**WHAT THIS TASK INVOLVES:** Retype the records below line for line, with no changes, and leave the pictures out.

— BEGIN —

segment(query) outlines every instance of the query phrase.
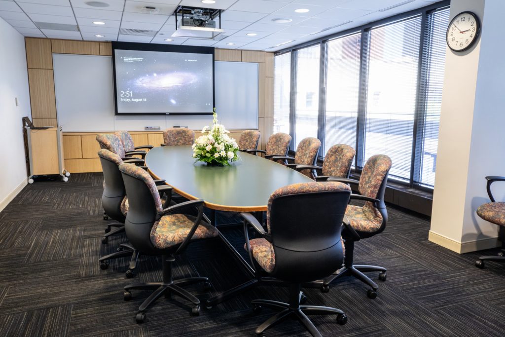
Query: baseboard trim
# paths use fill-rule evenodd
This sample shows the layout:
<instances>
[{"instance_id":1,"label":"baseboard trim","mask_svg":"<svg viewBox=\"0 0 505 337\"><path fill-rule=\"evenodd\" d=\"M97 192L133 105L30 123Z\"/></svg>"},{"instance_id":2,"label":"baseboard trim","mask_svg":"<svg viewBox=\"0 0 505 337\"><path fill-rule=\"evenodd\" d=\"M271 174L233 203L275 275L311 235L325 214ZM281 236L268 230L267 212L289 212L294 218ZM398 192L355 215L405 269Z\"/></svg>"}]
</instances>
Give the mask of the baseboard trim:
<instances>
[{"instance_id":1,"label":"baseboard trim","mask_svg":"<svg viewBox=\"0 0 505 337\"><path fill-rule=\"evenodd\" d=\"M495 248L501 246L497 237L486 237L466 242L459 242L431 230L428 234L428 239L434 244L460 254L484 249Z\"/></svg>"},{"instance_id":2,"label":"baseboard trim","mask_svg":"<svg viewBox=\"0 0 505 337\"><path fill-rule=\"evenodd\" d=\"M23 181L18 185L15 188L14 188L12 191L9 194L9 195L5 197L5 199L2 200L2 202L0 202L0 212L4 210L4 209L7 207L9 203L12 201L16 196L21 191L21 190L24 188L25 186L28 184L28 179L26 178L24 178Z\"/></svg>"}]
</instances>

— END —

**EXERCISE ANSWER:**
segment(query) outlines every instance of the query phrase.
Query: baseboard trim
# paths use fill-rule evenodd
This sample shows the layout:
<instances>
[{"instance_id":1,"label":"baseboard trim","mask_svg":"<svg viewBox=\"0 0 505 337\"><path fill-rule=\"evenodd\" d=\"M97 192L133 105L30 123Z\"/></svg>"},{"instance_id":2,"label":"baseboard trim","mask_svg":"<svg viewBox=\"0 0 505 337\"><path fill-rule=\"evenodd\" d=\"M271 174L233 203L275 275L311 235L325 214ZM281 236L268 230L267 212L289 212L294 218ZM398 192L355 215L405 269Z\"/></svg>"}]
</instances>
Give the mask of the baseboard trim:
<instances>
[{"instance_id":1,"label":"baseboard trim","mask_svg":"<svg viewBox=\"0 0 505 337\"><path fill-rule=\"evenodd\" d=\"M495 248L501 246L497 237L486 237L466 242L459 242L431 230L428 234L428 239L434 244L460 254L484 249Z\"/></svg>"},{"instance_id":2,"label":"baseboard trim","mask_svg":"<svg viewBox=\"0 0 505 337\"><path fill-rule=\"evenodd\" d=\"M23 181L18 185L15 188L14 188L12 191L9 194L9 195L5 197L5 199L2 200L2 202L0 202L0 212L4 210L4 209L7 207L9 203L12 201L16 196L21 191L21 190L24 188L25 186L28 184L28 179L26 178L24 178Z\"/></svg>"}]
</instances>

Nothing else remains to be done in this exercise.